From what I understand, for me to be able to get a Balikbayan Visa stamp we must travel together, entering PI at the same time. Which brings up another question. 

Will she need a new passport with her name change, because of the marriage, to be able to reenter PI?

JM101


----------



## Gary D (Oct 28, 2013)

JM101 said:


> Thanks for all the answers and suggestions.
> 
> Since the Fiance Visa seems to be easier to get and there is just as much hoop jumping to do just to get married here in PI, I think this might be the best overall.
> 
> ...


It shouldn't be a problem but you would likely need to show your marriage cert to get you a bb stamp.


----------



## jon1 (Mar 18, 2012)

Depending on how long you will be there, you might want to visit the Philippine Consulate in LA. Philippine Consulate General in Los Angeles Find out how long it would take to get her a new passport in her married name? It may be quicker and easier to do there than when you get back. I do not know but you may have to get your US Marriage Certificate certified by the Phil Consulate for when she applies for her new passport in the Phil? There is a Reporting of a Marriage Abroad form http://www.philippineconsulatela.org/consular services/conserv-registry.htm#ROM


----------



## JM101 (Jan 6, 2015)

jon1 said:


> Depending on how long you will be there, you might want to visit the Philippine Consulate in LA. Philippine Consulate General in Los Angeles Find out how long it would take to get her a new passport in her married name? It may be quicker and easier to do there than when you get back. I do not know but you may have to get your US Marriage Certificate certified by the Phil Consulate for when she applies for her new passport in the Phil? There is a Reporting of a Marriage Abroad form Philippine Consulate General in Los Angeles


Thanks Jon,

I looked at that list of documents needed to REPORT a marriage "Contracted outside the Phillippines" is the same list of documents required to get the PI government approval for getting married inside the Philippines.

I know it is the Philippines, but I am 64 years old and a US citizen with a US passport verifying my age and citizenship so why do I need to provide a certified birth certificate for myself?...this is ridiculous.

OK enough rant and time to order documents from the US.

Appreciate the heads-up which gives me plenty of time.

JM101


----------



## fmartin_gila (May 15, 2011)

To clarify your concerns a bit. It is not required that she get a new Passport nor register the Marriage. A Marriage Certificate from the US is mostly recognized anywhere in the world. We did register our Marriage at the Phil Consulate in Los Angeles, took about 4 hours, even though not required. She can travel back to the Phils with her Passport she now holds and when you get to the Immigration booth in the Phils, go up to the booth together and request a Balikbayan stamp. Be absolutely sure that you have your original and at least one copy of your Marriage Certificate in hand. You will also have to ensure that you have a return or onward travel ticket in order to board in the US, commonly referred to as a "throw away" ticket as you do not plan to use it. She will not be required to have proof of further travel, as she will be the returning person, thereby giving both Balikbayan status.
◇ ◇ ◇ ◇ ◇
> **GOAL OF THE EXERCISE**:
Transcribe everything in the forum thread from "I know it is" down to "plenty of time.".

> **RECORDED INFORMATION**:
◇ ◇ ◇ ◇ ◇
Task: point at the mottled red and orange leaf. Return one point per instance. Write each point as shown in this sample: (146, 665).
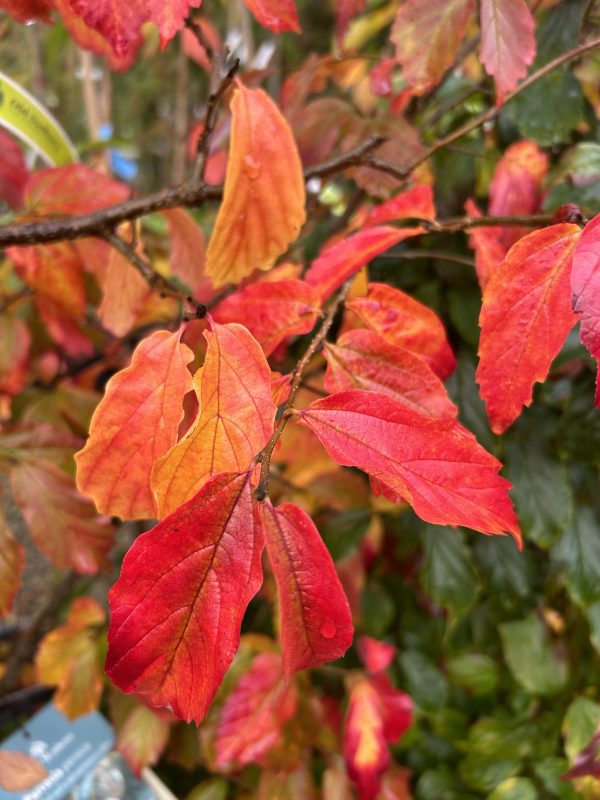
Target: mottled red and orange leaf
(136, 423)
(235, 420)
(279, 16)
(585, 287)
(414, 203)
(525, 318)
(427, 35)
(63, 524)
(340, 261)
(271, 311)
(316, 624)
(12, 562)
(435, 465)
(255, 713)
(507, 42)
(264, 196)
(205, 556)
(68, 658)
(404, 321)
(365, 749)
(365, 360)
◇ ◇ ◇ ◇ ◇
> **THE REPLY**:
I know it is the Philippines, but I am 64 years old and a US citizen with a US passport verifying my age and citizenship so why do I need to provide a certified birth certificate for myself?...this is ridiculous.

OK enough rant and time to order documents from the US.

Appreciate the heads-up which gives me plenty of time.